Los periodistas internacionales empiezan a llegar a
Nicaragua, ahora que se acercan las
elecciones. No pocos de ellos me son
viejos conocidos. Antes, en tiempos de
revolución, de guerra y desgracias,
vivieron aquí, destacados de tiempo
completo porque siempre había despachos
que enviar; hoy, son como golondrinas de
distantes veranos, y sólo aparecen en
las estaciones que marca el calendario
electoral. La pobreza crónica, la
corrupción apenas son atractivos para la
prensa mundial, pues como marcas comunes
que se repiten por la geografía de
América Latina, por falta de novedad no
son noticia. Las elecciones lo son. Los
dados están lanzados y falta ver cómo se
resuelve en las urnas el enigma del
destino del país.
La pregunta obligada, a la que siempre
debo responder cuando estos antiguos
amigos me visitan, es acerca de quién
pienso yo que tienen más oportunidades
de ganar la presidencia. ¿Ganará esta
vez, ahora sí, Daniel Ortega? Pero
semejante pregunta recurrente está
ligada necesariamente a otra, que
resulta ineludible, y debe ser
respondida primero. ¿Tendrá Nicaragua
elecciones verdaderamente limpias? ¿Se
podrá evitar un fraude?

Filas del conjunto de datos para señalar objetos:
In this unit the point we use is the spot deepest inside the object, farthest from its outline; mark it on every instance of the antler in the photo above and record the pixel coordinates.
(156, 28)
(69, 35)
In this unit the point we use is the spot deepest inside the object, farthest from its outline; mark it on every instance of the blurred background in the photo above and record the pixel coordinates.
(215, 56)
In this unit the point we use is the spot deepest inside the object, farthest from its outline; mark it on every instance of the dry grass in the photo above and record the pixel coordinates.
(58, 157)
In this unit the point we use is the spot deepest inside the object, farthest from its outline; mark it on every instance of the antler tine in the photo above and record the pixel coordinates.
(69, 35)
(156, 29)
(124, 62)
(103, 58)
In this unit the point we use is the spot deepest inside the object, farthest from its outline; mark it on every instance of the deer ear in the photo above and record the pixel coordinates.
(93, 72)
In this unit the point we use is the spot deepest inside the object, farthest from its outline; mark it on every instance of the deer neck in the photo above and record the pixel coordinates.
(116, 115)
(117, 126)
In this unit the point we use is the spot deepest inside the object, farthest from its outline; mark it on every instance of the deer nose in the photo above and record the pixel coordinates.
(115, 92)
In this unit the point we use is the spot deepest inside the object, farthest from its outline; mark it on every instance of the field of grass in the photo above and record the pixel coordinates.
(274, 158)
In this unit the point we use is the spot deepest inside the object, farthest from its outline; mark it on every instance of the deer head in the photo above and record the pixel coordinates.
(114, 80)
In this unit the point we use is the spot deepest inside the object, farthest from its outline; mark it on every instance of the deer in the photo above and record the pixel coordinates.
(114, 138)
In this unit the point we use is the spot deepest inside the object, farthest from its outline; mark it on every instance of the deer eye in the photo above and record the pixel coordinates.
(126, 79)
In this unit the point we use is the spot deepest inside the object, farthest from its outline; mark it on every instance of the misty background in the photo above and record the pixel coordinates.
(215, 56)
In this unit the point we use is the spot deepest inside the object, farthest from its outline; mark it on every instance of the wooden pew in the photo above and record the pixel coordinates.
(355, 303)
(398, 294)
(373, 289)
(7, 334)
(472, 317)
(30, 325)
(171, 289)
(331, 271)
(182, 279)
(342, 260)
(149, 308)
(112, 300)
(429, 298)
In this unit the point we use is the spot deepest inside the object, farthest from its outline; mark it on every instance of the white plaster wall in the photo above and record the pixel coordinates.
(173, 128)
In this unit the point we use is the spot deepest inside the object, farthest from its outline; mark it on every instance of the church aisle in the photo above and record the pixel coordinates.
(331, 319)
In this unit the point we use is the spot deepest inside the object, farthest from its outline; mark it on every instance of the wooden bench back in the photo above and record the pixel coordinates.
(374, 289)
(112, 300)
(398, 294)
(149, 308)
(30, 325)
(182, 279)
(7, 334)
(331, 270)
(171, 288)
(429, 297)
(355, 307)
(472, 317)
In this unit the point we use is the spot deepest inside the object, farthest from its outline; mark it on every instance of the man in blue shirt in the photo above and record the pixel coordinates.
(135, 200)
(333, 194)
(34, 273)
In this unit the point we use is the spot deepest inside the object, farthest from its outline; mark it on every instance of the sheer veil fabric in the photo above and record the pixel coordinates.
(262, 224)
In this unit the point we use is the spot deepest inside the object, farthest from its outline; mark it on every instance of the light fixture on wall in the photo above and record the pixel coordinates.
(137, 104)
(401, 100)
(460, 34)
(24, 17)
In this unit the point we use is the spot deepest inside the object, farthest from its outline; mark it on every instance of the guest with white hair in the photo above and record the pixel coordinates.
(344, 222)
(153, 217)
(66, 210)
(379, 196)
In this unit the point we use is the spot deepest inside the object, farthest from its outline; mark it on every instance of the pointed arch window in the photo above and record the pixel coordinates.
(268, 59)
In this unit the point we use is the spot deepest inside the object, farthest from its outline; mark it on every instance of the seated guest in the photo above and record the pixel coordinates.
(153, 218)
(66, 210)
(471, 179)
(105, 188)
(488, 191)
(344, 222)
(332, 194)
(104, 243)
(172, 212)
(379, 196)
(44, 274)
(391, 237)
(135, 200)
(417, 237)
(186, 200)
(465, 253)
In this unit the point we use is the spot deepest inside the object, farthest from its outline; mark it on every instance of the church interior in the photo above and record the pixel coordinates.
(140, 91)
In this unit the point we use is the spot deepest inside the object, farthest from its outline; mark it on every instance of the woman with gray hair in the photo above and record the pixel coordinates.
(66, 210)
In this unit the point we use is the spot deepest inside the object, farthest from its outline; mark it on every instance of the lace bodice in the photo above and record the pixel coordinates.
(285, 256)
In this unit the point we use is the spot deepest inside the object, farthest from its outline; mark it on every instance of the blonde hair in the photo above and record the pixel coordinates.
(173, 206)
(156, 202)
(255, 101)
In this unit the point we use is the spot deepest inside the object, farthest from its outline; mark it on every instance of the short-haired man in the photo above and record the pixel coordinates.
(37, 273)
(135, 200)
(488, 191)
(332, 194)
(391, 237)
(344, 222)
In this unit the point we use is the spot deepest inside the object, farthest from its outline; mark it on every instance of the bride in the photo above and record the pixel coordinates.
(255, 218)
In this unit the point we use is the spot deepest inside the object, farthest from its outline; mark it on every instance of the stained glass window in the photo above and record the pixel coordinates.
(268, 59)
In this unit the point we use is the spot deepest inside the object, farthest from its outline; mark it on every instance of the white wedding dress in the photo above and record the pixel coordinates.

Retos ▸
1. Traduce al inglés esta oración del texto sobre las elecciones en Nicaragua: "Los periodistas internacionales empiezan a llegar a Nicaragua, ahora que se acercan las elecciones."
2. Repite sin cambios el fragmento del texto sobre las elecciones en Nicaragua que arranca en las palabras "La pregunta obligada, a" y acaba después de "evitar un fraude?".
El listado no hace falta para nada de lo que se pide.

Ejercicio resuelto ▸
1. International journalists are starting to arrive in Nicaragua, now that the elections are approaching.

2.
La pregunta obligada, a la que siempre
debo responder cuando estos antiguos
amigos me visitan, es acerca de quién
pienso yo que tienen más oportunidades
de ganar la presidencia. ¿Ganará esta
vez, ahora sí, Daniel Ortega? Pero
semejante pregunta recurrente está
ligada necesariamente a otra, que
resulta ineludible, y debe ser
respondida primero. ¿Tendrá Nicaragua
elecciones verdaderamente limpias? ¿Se
podrá evitar un fraude?